Quote the stretch from "I should say" through "what's in season." in the black-eyed pea falafel post below.

==== Text block ====

Sunday, March 28, 2010

Black-Eyed Pea Falafel


It seems I'm working my way through The Kind Diet.  The recipes are so good, and just what I crave, that I've no incentive to try anyone else's recipes right now.  When summer comes, I'll start branching out.  Alicia Silverstone follows a macrobiotic diet, thus she eats alot of winter-friendly root vegetables, greens, dried beans, and rice.  When summer gets here, you better believe I'll be taking advantage of all the gorgeous tomatoes, eggplants, bell peppers, and strawberries!

I should say that while I never intended to eat "macrobiotically," I naturally eat this way because a macrobiotic diet is largely about eating what is fresh and in season.  I've also found that the macrobiotic recipes in The Kind Diet have made me feel really good in every way.  They comfort, calm, and replenish.  They seem to soothe both physical and mental anxiety.  I may sound wacky here, but I bet you understand what I mean whether you realize it or not.  It isn't a crazy concept, anyhow, that the most natural thing to do is eat what's in season.

I mean, for you Southerners out there, who know what it's like to grow, harvest, and cook your own food - when you eat a big plate of cream corn, collards, zipper peas, and cornbread, don't you feel nourished?  That feeling is what I'm trying to describe.

==== Excerpted data ====

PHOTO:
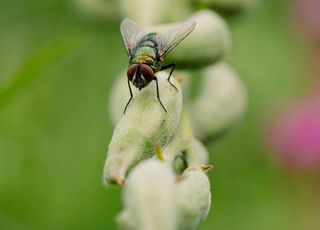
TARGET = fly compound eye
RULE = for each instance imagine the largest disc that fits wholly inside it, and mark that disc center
(131, 71)
(147, 72)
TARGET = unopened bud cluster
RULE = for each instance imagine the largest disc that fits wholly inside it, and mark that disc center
(158, 157)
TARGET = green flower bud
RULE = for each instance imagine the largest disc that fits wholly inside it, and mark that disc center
(230, 5)
(220, 104)
(209, 42)
(184, 152)
(149, 198)
(144, 125)
(193, 199)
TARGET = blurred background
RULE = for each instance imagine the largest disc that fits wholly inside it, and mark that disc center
(57, 65)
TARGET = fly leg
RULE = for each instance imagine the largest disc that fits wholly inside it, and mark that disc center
(131, 95)
(168, 79)
(158, 96)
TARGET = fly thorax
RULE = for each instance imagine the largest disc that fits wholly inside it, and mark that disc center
(143, 76)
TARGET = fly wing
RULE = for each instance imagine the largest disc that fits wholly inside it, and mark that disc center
(169, 39)
(131, 33)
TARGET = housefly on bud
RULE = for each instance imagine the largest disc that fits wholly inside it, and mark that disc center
(146, 52)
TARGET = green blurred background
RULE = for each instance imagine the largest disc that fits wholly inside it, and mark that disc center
(56, 71)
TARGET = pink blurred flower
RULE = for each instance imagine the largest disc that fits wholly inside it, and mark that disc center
(307, 15)
(295, 134)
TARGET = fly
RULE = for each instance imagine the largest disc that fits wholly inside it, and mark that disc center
(146, 52)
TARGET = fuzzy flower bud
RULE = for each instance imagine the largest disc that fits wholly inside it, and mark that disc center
(144, 125)
(194, 199)
(184, 152)
(220, 104)
(149, 198)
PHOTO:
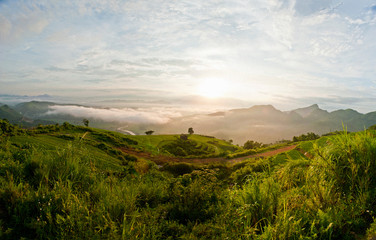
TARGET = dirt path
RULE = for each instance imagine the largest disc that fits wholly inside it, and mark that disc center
(160, 159)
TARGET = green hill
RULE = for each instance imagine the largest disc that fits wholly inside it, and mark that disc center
(73, 182)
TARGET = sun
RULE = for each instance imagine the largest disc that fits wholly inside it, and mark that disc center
(212, 87)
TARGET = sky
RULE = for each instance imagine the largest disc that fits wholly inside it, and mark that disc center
(238, 53)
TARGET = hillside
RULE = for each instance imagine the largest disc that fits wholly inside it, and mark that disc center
(72, 182)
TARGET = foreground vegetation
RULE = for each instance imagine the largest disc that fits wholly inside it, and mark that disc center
(66, 182)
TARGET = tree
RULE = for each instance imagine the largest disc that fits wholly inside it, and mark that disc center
(86, 122)
(150, 132)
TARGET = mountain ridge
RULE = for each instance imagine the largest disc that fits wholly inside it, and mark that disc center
(262, 123)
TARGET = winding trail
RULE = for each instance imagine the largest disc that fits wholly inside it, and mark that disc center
(161, 159)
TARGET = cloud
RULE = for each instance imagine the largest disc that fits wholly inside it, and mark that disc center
(128, 115)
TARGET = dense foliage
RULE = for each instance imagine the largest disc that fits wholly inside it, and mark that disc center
(75, 190)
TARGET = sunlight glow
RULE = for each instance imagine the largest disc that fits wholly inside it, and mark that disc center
(212, 87)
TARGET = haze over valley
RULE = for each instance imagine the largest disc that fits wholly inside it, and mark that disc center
(262, 123)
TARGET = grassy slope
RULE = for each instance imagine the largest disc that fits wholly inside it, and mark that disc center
(155, 143)
(51, 189)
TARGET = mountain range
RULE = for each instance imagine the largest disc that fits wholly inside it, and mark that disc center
(262, 123)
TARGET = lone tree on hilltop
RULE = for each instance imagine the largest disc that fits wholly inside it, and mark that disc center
(150, 132)
(85, 122)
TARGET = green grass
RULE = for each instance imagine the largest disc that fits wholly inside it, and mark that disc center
(155, 143)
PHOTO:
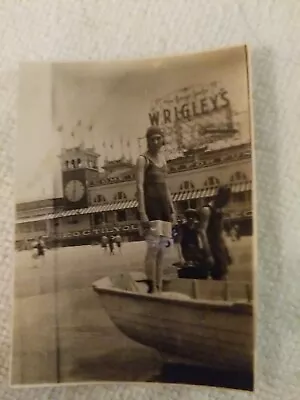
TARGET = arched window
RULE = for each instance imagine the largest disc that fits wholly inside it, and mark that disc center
(100, 199)
(238, 177)
(120, 196)
(211, 181)
(187, 185)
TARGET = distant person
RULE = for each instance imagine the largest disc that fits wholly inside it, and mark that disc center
(118, 241)
(237, 232)
(111, 245)
(211, 233)
(104, 243)
(155, 206)
(190, 241)
(40, 251)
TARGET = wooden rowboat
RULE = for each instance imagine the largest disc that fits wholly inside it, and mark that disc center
(206, 323)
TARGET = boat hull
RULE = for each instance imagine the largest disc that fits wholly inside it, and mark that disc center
(212, 334)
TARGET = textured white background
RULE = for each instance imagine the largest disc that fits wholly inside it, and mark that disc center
(113, 29)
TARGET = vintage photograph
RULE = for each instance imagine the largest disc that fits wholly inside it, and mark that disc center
(134, 237)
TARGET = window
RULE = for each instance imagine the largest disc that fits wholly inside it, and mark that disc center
(120, 196)
(100, 199)
(187, 185)
(99, 218)
(121, 215)
(211, 181)
(238, 177)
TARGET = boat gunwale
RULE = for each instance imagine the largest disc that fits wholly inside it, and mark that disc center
(235, 307)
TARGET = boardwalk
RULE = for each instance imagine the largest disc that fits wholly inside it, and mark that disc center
(61, 332)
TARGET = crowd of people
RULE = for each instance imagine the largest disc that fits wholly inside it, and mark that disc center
(199, 238)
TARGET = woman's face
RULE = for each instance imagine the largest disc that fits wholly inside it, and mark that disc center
(155, 142)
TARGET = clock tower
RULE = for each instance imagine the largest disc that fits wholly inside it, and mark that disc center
(79, 167)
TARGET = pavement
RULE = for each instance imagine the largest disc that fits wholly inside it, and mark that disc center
(61, 332)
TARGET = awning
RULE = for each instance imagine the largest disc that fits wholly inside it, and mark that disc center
(123, 205)
(210, 192)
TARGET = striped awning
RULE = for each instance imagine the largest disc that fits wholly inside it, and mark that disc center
(210, 192)
(122, 205)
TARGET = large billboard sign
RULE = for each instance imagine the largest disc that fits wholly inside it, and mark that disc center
(194, 115)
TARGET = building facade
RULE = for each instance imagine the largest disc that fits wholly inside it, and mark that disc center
(104, 202)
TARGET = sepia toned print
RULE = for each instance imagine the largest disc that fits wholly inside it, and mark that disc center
(135, 222)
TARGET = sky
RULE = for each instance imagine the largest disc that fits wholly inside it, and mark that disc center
(112, 102)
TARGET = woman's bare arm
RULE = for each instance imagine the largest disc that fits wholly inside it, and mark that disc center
(140, 173)
(205, 214)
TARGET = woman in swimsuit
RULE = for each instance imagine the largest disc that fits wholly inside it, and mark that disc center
(155, 206)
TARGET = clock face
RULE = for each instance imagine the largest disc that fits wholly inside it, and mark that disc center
(74, 190)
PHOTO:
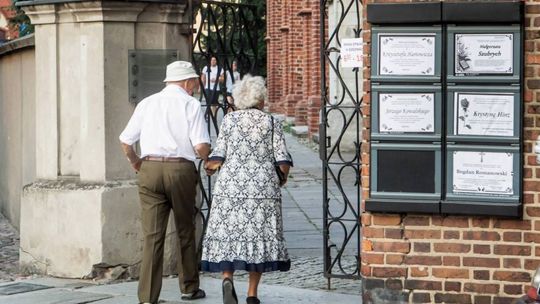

====

> [Expected output]
I should say that while I never intended to eat "macrobiotically," I naturally eat this way because a macrobiotic diet is largely about eating what is fresh and in season.  I've also found that the macrobiotic recipes in The Kind Diet have made me feel really good in every way.  They comfort, calm, and replenish.  They seem to soothe both physical and mental anxiety.  I may sound wacky here, but I bet you understand what I mean whether you realize it or not.  It isn't a crazy concept, anyhow, that the most natural thing to do is eat what's in season.